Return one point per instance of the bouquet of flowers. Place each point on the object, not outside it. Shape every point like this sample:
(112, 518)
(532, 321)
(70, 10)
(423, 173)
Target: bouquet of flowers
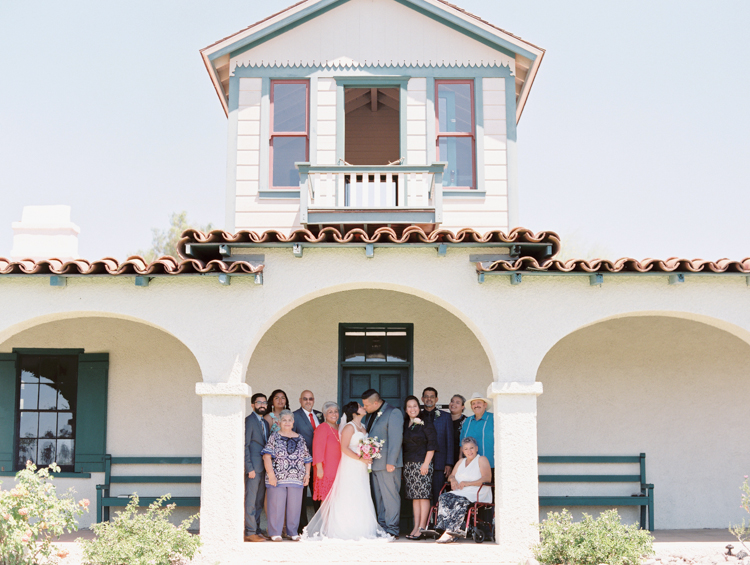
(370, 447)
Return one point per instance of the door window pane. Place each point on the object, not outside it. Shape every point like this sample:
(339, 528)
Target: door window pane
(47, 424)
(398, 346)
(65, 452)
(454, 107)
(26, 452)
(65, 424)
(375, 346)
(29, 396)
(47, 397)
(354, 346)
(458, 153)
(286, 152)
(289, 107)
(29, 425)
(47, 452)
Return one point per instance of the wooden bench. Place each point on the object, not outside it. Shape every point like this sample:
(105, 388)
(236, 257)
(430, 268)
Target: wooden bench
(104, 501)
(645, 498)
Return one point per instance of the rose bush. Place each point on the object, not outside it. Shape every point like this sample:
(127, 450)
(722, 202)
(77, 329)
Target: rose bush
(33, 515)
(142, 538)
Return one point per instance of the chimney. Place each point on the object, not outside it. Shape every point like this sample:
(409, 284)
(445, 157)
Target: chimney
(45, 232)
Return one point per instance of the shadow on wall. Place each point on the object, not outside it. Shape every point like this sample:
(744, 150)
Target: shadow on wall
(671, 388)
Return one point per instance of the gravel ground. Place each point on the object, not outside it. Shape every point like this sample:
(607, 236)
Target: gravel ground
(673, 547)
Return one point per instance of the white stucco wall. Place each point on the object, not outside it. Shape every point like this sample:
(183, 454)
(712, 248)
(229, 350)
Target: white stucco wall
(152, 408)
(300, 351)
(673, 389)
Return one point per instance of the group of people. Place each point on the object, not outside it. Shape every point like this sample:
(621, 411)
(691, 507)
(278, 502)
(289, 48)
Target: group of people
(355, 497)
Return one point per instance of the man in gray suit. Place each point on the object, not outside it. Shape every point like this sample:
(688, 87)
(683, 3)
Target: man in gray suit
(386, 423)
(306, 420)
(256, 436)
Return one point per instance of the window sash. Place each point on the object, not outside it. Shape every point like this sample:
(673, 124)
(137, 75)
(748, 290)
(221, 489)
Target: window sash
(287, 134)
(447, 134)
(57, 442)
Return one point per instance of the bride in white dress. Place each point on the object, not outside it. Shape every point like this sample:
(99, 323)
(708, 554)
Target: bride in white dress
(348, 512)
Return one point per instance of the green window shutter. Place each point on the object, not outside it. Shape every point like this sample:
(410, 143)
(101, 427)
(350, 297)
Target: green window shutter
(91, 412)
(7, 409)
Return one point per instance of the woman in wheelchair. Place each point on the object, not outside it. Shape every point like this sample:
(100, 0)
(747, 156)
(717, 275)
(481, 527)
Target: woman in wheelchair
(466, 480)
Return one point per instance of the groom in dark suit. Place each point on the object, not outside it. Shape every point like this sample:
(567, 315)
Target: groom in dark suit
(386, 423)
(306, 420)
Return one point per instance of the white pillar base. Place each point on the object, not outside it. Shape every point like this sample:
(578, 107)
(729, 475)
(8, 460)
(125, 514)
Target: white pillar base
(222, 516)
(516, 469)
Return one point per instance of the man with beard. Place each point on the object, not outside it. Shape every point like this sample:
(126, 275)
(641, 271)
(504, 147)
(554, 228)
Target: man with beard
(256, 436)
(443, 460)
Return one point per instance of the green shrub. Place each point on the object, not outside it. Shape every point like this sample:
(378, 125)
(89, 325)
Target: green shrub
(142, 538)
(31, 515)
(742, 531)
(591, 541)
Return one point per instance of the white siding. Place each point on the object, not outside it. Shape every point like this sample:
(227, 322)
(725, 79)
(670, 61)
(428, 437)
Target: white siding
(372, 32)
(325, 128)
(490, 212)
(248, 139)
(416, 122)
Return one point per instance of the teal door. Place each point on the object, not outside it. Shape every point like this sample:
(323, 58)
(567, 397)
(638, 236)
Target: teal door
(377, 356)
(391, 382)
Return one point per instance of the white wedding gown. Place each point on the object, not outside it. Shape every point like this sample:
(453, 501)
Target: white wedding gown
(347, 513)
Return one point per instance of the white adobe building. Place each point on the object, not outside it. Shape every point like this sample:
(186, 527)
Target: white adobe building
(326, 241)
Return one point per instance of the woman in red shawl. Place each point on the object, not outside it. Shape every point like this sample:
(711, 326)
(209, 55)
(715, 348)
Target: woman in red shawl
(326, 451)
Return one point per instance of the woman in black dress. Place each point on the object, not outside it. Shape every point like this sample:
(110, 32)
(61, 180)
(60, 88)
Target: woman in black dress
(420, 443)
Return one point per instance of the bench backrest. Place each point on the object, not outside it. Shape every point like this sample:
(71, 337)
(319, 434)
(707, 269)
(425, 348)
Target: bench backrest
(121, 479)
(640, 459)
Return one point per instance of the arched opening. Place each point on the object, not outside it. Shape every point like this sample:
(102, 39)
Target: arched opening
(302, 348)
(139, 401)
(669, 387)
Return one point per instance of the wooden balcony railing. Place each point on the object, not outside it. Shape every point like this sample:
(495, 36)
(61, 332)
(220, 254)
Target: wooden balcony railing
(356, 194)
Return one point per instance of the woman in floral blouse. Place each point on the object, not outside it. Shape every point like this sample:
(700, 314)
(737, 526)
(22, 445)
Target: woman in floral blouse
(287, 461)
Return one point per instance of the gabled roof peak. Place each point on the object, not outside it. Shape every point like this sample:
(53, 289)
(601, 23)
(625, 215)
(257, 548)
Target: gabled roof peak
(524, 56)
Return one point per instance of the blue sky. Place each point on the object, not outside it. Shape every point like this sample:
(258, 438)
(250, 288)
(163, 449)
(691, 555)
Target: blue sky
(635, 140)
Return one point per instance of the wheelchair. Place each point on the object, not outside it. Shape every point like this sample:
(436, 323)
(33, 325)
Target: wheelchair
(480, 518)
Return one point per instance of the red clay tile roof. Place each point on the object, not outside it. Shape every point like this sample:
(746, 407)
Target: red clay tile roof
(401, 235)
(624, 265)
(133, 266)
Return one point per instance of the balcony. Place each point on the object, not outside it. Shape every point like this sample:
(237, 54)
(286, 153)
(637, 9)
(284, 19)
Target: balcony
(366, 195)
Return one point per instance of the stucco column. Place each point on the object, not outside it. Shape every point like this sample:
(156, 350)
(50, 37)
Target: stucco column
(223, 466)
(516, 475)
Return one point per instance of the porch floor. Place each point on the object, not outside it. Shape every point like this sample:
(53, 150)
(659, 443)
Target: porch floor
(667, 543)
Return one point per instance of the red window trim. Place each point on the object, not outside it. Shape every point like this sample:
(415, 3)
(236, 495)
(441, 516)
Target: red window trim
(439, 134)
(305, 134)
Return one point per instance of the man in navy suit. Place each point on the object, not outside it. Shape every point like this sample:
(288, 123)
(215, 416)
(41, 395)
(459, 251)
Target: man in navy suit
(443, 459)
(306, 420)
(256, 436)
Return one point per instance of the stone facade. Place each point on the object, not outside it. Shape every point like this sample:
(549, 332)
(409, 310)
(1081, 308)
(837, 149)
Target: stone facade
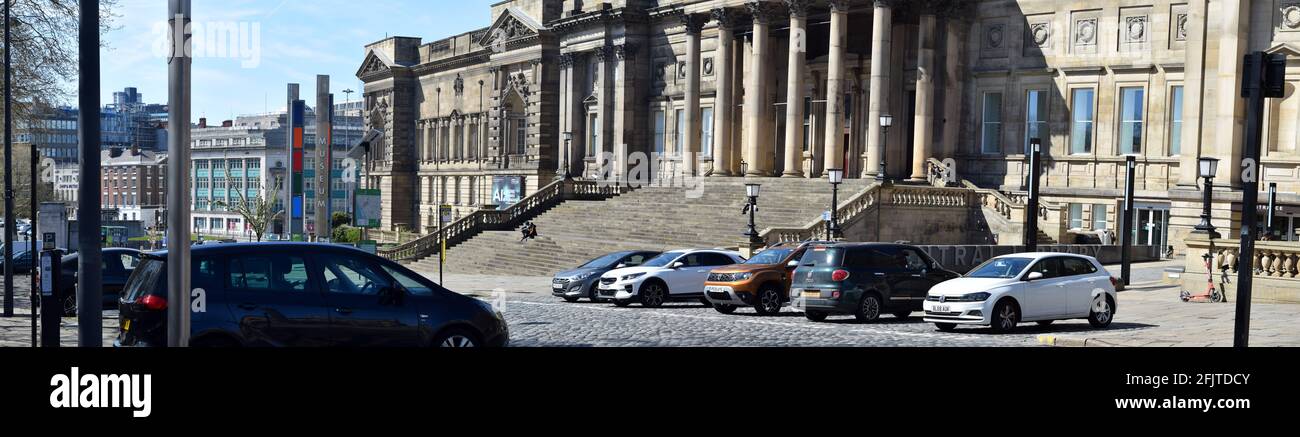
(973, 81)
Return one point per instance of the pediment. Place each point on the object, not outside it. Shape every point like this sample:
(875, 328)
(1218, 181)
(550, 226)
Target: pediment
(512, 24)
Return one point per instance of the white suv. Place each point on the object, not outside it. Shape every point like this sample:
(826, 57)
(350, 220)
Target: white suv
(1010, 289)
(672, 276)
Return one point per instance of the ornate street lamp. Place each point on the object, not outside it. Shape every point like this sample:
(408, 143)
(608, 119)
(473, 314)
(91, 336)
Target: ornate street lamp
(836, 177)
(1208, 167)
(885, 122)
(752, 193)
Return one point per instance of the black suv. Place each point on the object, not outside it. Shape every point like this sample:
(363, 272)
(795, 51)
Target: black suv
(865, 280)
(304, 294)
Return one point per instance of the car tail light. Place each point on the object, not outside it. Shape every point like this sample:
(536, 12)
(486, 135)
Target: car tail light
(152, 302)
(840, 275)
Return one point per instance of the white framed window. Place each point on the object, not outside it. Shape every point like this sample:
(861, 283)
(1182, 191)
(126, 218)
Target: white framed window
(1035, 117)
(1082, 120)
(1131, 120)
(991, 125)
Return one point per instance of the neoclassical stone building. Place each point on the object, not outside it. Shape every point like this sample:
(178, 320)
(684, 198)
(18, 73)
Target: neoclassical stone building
========
EXERCISE DESCRIPTION | Find "Return one point per instance of the white framed" in the data above, then repeat that line and all lines after it exactly, ending with the final line.

FINAL RESULT |
Return one point per instance of the white framed window. Place each point on the object, not outside it. Shape every point like this sample:
(861, 283)
(1182, 191)
(126, 218)
Target: white framed window
(1035, 117)
(1082, 120)
(1131, 120)
(991, 125)
Return one point per instance of the neoclassical stone building. Place each point on the object, not outside it. Shape every point like this sample:
(178, 320)
(684, 198)
(18, 73)
Target: neoclassical stone building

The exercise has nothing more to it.